Actions to take
a - In the passage on doping and the Olympics, reproduce the text from "Tickets for the" to "their national pride." word for word.
b - According to the passage on doping and the Olympics, what honor had Kostas Kenteris been chosen for before the scandal broke out?
c - Condense the paragraph of the passage on doping and the Olympics that begins "Kostas Kenteris was an Olympic medalist" into a shorter version that keeps its main facts.

Tarnished Glory: Doping and the Olympics

Honorable competition is one side of the Games, performance-enhancing drugs is the other.


Tickets for the 200m final at the 2004 Athens Olympics were the first to sell out. “Let’s go and watch Kenteris win, and hear the national anthem,” said Greek sports fans, eager to celebrate their national pride.

Kostas Kenteris was an Olympic medalist, a world champion and a paragon of Greek sport in the five years preceding the Games. But when the finalists of the big race stood on the podium, he was not among them. The 31-year-old champion had fallen from grace on the eve of the opening ceremony, when – together with the equally popular sprinter Katerina Thanou – he had been forced to hand in his credentials after falling off his motorcycle in an accident that, as suggested by International Olympic Committee (IOC) officials in off-the-record talks, might have been staged by the pair to avoid a doping test. Kenteris had been chosen to light the Olympic Flame (the greatest of honors), but was replaced when the scandal broke out.

Excerpted data
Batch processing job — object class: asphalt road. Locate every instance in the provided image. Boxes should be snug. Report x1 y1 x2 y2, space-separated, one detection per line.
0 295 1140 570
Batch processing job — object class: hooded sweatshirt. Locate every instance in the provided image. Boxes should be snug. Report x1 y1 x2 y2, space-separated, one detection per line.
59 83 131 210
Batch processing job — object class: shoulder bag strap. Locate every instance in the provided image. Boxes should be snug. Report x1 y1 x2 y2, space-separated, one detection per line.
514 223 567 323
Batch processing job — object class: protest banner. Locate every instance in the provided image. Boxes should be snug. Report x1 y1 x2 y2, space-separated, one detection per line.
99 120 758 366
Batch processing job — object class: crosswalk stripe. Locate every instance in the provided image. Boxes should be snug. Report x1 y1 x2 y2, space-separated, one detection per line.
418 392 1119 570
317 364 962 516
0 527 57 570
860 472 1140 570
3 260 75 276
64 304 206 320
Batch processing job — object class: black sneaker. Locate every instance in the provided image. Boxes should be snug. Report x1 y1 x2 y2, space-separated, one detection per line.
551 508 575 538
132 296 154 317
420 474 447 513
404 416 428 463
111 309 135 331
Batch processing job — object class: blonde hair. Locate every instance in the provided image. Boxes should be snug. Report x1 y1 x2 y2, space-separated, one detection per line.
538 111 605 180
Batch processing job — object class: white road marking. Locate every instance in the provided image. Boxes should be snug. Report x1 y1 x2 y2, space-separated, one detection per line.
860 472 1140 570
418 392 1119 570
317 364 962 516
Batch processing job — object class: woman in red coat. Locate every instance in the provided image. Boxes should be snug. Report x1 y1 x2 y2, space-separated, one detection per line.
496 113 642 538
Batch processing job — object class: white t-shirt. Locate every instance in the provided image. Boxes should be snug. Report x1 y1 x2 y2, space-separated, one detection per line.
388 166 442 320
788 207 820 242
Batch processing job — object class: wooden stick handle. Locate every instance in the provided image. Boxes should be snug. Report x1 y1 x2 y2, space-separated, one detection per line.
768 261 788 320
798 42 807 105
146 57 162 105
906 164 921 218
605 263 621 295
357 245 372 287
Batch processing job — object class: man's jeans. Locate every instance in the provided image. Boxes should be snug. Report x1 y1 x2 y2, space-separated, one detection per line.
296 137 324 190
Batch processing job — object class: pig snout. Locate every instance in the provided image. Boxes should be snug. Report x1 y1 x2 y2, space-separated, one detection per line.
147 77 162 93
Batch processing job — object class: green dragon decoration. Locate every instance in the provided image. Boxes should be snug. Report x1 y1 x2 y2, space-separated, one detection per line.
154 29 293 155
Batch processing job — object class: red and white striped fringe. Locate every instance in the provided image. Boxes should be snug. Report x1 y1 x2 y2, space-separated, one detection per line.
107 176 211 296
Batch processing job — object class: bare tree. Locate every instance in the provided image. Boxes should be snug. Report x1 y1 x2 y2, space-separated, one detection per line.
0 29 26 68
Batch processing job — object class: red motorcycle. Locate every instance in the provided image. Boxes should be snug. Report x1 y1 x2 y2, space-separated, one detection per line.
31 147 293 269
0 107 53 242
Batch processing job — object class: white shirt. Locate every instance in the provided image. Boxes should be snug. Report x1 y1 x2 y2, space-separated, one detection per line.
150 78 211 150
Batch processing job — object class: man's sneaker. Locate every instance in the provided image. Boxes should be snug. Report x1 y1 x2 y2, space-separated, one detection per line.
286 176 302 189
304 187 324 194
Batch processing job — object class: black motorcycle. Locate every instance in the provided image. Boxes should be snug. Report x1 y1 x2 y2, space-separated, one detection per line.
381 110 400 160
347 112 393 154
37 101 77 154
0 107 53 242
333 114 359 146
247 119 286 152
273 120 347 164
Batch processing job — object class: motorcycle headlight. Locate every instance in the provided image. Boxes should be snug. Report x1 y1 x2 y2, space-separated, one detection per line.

Answers
a -
Tickets for the 200m final at the 2004 Athens Olympics were the first to sell out. “Let’s go and watch Kenteris win, and hear the national anthem,” said Greek sports fans, eager to celebrate their national pride.

b - He had been chosen to light the Olympic Flame.

c - Kostas Kenteris had been an Olympic medalist, a world champion and a model of Greek sport for the five years before the Games, but he was not on the podium after the race. On the eve of the opening ceremony, he and sprinter Katerina Thanou had to hand in their credentials after a motorcycle accident. IOC officials suggested off the record that the pair might have staged it to avoid a doping test. Kenteris had been chosen to light the Olympic Flame but was replaced when the scandal broke out.